CJCE, 4e ch., 15 avril 1997, n° C-272/95

COUR DE JUSTICE DES COMMUNAUTÉS EUROPÉENNES

Arrêt

PARTIES

Demandeur :

Bundesanstalt für Landwirtschaft und Ernährung

Défendeur :

Deutsches Milch-Kontor GmbH

COMPOSITION DE LA JURIDICTION

Président de chambre :

M. Murray

Avocat général :

M. Léger

Juges :

MM. Kakouris, Kapteyn

Avocats :

Mes Tschentscher, Festge, Schmidt

CJCE n° C-272/95

15 avril 1997

LA COUR (quatrième chambre),

1 Par ordonnance du 30 mars 1995, parvenue à la Cour le 11 août suivant, le Bundesverwaltungsgericht a posé, en application de l'article 177 du traité CE, plusieurs questions portant sur l'interprétation de l'article 2, paragraphes 1 et 4, du règlement (CEE) n° 1624-76 de la Commission, du 2 juillet 1976, relatif à des dispositions particulières concernant le paiement de l'aide pour le lait écrémé en poudre dénaturé ou transformé en aliments composés pour animaux sur le territoire d'un autre État membre (JO L 180, p. 9), dans sa rédaction résultant de l'article 1er du règlement (CEE) n° 1726-79 de la Commission, du 26 juillet 1979 (JO L 199, p. 10), de l'article 10 du règlement (CEE) n° 1725-79 de la Commission, du 26 juillet 1979, relatif aux modalités d'octroi des aides au lait écrémé transformé en aliments composés et au lait écrémé en poudre destiné à l'alimentation des veaux (JO L 199, p. 1), et des articles 9, 12, 16 et 95 du traité CE.

2 Ces questions ont été soulevées dans le cadre d'un litige opposant Deutsches Milch-Kontor GmbH (ci-après "DMK") à l'administration allemande (le Bundesamt für Ernährung und Forstwirtschaft, ci-après le "BEF"), en ce qui concerne la charge des frais afférents aux contrôles systématiques effectués lors de l'exportation par DMK, vers l'Italie, de lait écrémé en poudre bénéficiant de restitutions à l'exportation.

3 Le règlement (CEE) n° 804-68 du Conseil, du 27 juin 1968, portant organisation commune des marchés dans le secteur du lait et des produits laitiers (JO L 148, p. 13), dispose, en son article 10, paragraphe 1, qu'une aide est accordée au lait écrémé en poudre utilisé pour l'alimentation des animaux et répondant à certaines conditions de composition et de qualité.

● ● ● ●

● Énoncé 1
Indiquez combien de lignes contiennent la chaîne « blue », en tenant compte de la casse. Répondez uniquement par ce nombre.
L'extrait et les lignes proviennent de sources distinctes.

● ● ● ●

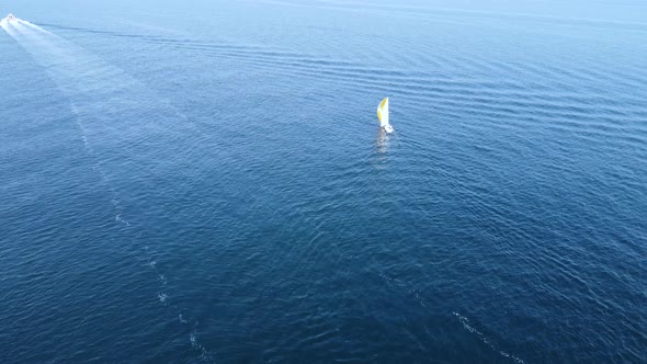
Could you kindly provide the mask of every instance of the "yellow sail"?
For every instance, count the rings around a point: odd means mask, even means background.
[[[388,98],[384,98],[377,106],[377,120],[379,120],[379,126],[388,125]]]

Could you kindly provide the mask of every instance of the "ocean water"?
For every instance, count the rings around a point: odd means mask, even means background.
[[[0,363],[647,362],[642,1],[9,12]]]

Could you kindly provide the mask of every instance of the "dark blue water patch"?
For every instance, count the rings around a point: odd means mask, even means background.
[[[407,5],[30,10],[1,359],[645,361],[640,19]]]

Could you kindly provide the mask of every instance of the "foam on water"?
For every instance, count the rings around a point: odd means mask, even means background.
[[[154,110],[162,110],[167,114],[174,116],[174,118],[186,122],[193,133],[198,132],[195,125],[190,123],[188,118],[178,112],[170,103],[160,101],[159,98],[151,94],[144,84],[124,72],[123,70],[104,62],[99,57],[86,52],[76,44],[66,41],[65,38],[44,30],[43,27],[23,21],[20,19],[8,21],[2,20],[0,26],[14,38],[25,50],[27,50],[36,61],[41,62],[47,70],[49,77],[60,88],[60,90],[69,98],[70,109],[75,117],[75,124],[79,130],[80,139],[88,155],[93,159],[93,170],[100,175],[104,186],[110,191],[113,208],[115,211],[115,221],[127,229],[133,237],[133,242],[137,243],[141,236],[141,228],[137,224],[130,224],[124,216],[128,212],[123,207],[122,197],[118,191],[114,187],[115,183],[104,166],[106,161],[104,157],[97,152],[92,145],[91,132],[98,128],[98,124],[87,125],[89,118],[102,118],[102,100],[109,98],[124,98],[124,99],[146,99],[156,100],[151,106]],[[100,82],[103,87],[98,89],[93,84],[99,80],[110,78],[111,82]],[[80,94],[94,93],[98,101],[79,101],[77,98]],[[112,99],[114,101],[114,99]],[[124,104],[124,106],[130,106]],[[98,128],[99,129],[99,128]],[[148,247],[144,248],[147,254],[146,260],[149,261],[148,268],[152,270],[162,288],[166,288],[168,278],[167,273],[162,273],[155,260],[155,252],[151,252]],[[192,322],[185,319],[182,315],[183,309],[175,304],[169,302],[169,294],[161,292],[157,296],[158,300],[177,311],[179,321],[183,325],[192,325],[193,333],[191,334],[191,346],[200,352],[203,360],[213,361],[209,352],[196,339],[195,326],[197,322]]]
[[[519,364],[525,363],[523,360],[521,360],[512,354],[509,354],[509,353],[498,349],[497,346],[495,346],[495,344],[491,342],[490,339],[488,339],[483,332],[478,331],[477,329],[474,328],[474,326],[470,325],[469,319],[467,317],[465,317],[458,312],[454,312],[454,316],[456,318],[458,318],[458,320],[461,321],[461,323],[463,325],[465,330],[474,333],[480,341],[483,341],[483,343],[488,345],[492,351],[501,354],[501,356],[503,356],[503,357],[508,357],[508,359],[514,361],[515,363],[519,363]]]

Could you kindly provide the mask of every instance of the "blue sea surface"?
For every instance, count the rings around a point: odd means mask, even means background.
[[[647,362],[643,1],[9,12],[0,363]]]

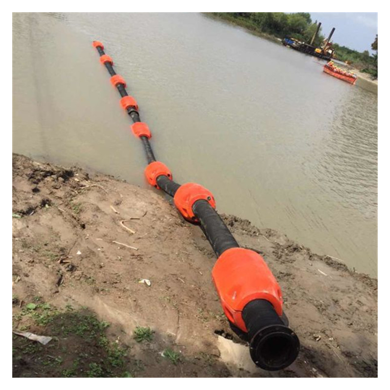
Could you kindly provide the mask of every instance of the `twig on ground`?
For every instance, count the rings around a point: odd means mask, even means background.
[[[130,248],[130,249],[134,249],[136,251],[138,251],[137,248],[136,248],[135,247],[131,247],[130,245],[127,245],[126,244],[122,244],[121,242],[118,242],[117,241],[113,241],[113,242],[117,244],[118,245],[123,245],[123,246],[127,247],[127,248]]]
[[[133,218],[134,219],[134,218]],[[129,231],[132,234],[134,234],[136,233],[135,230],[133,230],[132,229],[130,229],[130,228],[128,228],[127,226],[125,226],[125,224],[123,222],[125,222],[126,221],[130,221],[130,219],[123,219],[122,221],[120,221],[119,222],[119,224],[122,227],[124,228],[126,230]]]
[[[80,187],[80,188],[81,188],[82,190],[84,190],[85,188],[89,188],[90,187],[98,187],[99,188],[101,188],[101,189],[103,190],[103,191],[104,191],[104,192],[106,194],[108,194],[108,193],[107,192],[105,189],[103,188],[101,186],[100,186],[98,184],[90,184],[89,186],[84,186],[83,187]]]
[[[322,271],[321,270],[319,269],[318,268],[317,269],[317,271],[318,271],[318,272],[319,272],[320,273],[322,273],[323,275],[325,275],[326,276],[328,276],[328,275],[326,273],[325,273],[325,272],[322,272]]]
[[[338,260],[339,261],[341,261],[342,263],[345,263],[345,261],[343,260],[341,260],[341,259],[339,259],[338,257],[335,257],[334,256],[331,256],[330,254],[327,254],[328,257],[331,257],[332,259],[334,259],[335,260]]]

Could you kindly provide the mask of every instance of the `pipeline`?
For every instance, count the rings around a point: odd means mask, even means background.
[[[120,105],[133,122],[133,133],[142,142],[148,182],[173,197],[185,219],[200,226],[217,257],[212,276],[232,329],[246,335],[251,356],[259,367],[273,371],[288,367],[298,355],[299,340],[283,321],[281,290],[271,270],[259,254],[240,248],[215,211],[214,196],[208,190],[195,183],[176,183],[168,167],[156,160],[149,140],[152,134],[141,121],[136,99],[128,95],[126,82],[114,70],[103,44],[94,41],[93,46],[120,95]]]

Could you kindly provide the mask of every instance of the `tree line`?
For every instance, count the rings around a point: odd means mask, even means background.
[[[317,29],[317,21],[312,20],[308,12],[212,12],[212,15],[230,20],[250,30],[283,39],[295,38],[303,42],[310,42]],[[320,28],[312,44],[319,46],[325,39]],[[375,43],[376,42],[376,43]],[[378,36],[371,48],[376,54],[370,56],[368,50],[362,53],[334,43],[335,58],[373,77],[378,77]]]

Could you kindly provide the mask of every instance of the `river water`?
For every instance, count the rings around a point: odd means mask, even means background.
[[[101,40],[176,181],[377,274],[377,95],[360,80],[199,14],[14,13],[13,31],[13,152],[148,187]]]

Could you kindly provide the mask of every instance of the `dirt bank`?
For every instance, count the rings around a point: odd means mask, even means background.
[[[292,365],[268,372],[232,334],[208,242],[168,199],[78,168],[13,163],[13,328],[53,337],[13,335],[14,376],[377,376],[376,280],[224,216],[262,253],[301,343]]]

● ● ● ●

● Énoncé 2
D'après l'extrait, vers quel pays DMK exportait-elle le lait écrémé en poudre soumis aux contrôles systématiques ?

● Réponse attendue 1
2

● Réponse attendue 2
Vers l'Italie.